Rewrite each of the items below, changing every occurrence of "Locations" to "Coordinates" and leaving all other text unchanged.

-- START OF Dataset --

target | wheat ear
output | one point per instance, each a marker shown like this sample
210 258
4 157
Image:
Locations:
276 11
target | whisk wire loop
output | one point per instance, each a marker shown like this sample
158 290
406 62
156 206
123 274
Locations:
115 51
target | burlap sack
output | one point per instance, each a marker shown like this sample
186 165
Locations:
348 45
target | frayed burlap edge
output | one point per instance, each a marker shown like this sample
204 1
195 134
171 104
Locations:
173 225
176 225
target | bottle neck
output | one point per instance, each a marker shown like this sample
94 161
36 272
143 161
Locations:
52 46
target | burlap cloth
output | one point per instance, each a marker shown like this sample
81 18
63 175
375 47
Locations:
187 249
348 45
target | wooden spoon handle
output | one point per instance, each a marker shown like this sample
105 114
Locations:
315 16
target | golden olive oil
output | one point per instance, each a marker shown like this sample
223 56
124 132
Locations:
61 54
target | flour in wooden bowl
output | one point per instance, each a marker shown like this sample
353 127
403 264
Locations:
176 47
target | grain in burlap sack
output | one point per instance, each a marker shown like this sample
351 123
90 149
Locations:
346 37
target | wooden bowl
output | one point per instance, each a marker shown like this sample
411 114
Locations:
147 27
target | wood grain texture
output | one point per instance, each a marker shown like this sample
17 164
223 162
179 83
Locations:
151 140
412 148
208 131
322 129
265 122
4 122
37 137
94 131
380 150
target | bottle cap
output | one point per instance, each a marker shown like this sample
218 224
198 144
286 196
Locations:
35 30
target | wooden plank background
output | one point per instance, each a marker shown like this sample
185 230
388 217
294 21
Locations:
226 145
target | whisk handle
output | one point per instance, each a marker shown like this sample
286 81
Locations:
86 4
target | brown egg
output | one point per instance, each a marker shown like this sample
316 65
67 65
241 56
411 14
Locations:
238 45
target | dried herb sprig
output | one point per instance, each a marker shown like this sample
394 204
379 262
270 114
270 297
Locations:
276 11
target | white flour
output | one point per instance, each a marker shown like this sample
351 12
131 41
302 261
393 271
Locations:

-- END OF Dataset --

Result:
target | wheat ear
output | one point per instance, each a marker shown like this sample
210 258
4 157
Image:
Coordinates:
276 11
target | whisk wire loop
output | one point per instance, each a marker shown like this sample
158 290
406 62
156 206
123 274
Coordinates:
115 51
target | burlap sack
output | one point per instance, each a marker shown like this sample
186 165
Coordinates:
348 45
target | frayed burlap edge
output | one point per instance, each a marker shown like this sample
204 1
195 134
171 104
Coordinates:
173 225
176 225
target | bottle neck
output | one point per instance, each a marker shown like this sample
94 161
36 272
143 161
Coordinates:
52 46
target | burlap cloth
output | one point per instance, each a marker shown like this sample
81 18
63 175
375 47
Coordinates:
187 249
348 45
target | wooden spoon handle
output | one point per instance, each a marker shown like this sample
105 114
Coordinates:
315 16
target | golden olive oil
output | one point per instance, each a marker shown like this sample
223 56
124 132
Coordinates:
61 54
target | flour in wooden bowl
output | one point per instance, each a marker shown like this sample
353 127
403 264
Coordinates:
176 47
target | grain in burlap sack
output | one point per instance, each a marker shown like this sample
351 123
90 149
Coordinates:
346 37
target | wooden bowl
output | one point per instance, each a marker shown like this sample
411 114
Coordinates:
147 27
target | wood grain texture
output | one point per instance, each a marker shown like this sample
17 164
223 162
179 83
Coordinates:
151 140
412 148
208 131
322 129
265 122
4 122
37 137
94 131
380 150
target | bottle cap
output | one point per instance, each a marker shown like this sample
218 224
198 144
286 196
Coordinates:
35 30
target | wooden plank background
output | one point per instance, each a marker shown like this sample
185 230
388 217
294 21
Coordinates:
226 145
target | whisk handle
output | one point per instance, each a marker shown like this sample
286 81
Coordinates:
86 4
target | brown egg
output | one point per instance, each a marker shown like this sample
316 65
67 65
241 56
411 14
Coordinates:
238 45
target | dried herb sprig
output | one point per instance, each a marker shown like this sample
394 204
379 262
270 114
270 297
Coordinates:
276 11
target | white flour
output | one point per instance, each a marker shown like this sample
351 12
131 41
302 261
393 271
Coordinates:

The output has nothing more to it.